# Work to be completed
Please count the lines below that contain the string "reflection", and reply with the number alone.

--- Start of Provided data ---

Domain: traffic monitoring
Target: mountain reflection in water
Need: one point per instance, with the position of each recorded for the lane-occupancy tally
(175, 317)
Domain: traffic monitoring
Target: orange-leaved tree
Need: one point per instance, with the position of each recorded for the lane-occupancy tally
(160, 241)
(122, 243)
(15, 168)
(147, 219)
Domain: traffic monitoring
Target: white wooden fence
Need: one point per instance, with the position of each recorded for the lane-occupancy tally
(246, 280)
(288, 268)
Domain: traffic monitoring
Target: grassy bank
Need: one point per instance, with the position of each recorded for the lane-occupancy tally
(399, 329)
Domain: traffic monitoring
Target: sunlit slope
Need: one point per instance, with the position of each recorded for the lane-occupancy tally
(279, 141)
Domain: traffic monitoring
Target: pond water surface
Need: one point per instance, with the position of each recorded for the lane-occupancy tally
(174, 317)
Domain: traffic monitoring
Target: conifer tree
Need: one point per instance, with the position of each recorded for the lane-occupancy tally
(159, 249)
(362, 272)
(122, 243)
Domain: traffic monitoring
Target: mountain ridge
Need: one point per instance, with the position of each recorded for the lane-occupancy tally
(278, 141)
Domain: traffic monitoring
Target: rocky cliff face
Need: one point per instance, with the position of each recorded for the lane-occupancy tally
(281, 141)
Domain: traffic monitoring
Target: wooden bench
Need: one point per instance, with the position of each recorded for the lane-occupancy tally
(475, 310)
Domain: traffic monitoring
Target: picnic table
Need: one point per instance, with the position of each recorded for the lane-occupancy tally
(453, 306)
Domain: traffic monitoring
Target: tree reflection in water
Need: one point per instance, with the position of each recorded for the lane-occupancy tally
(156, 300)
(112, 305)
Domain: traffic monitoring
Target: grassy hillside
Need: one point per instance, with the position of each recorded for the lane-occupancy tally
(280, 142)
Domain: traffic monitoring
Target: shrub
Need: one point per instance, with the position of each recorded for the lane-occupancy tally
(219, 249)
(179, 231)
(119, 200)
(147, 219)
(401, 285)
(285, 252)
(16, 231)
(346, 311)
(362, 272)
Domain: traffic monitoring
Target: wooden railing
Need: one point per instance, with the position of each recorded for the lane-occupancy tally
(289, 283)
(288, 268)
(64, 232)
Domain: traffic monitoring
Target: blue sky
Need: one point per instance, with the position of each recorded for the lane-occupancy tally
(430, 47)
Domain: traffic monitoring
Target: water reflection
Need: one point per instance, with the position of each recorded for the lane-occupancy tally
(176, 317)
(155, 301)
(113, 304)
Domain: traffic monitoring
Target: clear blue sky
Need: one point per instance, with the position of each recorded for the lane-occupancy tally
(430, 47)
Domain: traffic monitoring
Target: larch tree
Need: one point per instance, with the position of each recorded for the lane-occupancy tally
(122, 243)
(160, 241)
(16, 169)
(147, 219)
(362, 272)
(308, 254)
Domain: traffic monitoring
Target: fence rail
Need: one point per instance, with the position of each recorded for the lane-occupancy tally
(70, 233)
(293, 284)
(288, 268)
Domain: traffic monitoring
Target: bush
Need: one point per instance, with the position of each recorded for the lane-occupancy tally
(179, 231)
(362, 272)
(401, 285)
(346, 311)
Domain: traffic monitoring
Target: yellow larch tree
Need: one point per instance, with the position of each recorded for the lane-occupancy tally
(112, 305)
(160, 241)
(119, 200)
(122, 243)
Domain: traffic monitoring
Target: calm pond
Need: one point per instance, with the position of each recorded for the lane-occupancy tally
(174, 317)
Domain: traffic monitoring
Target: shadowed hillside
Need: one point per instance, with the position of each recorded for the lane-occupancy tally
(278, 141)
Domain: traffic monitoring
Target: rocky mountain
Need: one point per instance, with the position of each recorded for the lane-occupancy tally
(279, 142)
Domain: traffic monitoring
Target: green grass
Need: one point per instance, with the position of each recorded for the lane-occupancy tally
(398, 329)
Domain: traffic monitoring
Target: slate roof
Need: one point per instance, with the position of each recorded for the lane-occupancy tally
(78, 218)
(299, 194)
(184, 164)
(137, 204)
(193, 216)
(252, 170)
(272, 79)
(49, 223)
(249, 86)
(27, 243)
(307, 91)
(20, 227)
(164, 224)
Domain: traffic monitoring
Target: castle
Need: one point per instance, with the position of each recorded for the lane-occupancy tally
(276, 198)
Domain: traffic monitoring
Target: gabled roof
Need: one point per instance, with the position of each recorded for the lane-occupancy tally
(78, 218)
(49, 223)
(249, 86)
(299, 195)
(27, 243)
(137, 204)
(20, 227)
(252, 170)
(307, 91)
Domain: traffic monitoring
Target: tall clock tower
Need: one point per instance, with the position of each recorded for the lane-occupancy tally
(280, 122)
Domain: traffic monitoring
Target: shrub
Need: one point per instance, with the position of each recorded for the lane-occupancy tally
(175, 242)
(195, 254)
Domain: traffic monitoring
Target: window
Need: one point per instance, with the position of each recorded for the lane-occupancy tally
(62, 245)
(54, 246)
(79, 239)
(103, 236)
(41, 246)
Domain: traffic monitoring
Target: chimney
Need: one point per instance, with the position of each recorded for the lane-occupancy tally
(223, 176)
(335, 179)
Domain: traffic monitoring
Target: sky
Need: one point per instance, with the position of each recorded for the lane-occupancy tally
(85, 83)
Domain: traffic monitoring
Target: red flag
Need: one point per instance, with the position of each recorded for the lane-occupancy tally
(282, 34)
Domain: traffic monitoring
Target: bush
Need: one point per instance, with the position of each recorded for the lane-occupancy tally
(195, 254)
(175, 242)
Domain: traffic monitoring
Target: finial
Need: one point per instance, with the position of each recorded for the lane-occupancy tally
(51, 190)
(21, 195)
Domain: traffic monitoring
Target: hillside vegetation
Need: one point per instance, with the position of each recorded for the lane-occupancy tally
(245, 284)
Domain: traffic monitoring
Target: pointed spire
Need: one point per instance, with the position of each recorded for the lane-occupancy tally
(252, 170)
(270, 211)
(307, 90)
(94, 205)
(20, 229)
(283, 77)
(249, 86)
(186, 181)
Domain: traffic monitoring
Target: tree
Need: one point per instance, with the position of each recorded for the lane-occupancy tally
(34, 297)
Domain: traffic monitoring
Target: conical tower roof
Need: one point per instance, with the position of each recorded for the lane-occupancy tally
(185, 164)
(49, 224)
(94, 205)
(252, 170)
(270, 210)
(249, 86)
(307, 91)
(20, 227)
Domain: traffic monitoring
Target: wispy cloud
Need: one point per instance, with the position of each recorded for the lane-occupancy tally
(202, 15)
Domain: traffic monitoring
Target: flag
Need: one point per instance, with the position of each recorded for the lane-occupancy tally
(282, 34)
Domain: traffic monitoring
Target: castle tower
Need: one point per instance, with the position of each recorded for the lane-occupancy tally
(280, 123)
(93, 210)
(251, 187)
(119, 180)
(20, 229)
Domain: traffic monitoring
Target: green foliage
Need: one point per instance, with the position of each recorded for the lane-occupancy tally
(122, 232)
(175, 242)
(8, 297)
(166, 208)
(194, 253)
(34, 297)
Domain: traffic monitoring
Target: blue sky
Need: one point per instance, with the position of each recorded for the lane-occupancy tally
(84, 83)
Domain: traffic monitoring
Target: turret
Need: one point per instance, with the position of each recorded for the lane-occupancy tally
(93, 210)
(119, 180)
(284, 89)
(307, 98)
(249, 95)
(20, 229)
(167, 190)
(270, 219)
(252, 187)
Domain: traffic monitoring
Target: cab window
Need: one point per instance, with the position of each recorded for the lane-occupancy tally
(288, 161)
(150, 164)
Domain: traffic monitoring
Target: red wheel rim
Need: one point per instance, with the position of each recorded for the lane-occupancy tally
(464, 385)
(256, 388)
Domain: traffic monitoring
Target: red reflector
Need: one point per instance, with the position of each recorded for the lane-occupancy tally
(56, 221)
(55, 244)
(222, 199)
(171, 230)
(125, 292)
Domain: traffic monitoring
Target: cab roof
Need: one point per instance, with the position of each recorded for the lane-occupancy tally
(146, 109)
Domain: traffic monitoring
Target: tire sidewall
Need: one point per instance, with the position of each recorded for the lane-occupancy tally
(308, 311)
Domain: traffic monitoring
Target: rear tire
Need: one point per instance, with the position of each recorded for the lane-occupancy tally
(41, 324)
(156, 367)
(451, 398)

--- End of Provided data ---

# Exercise answer
3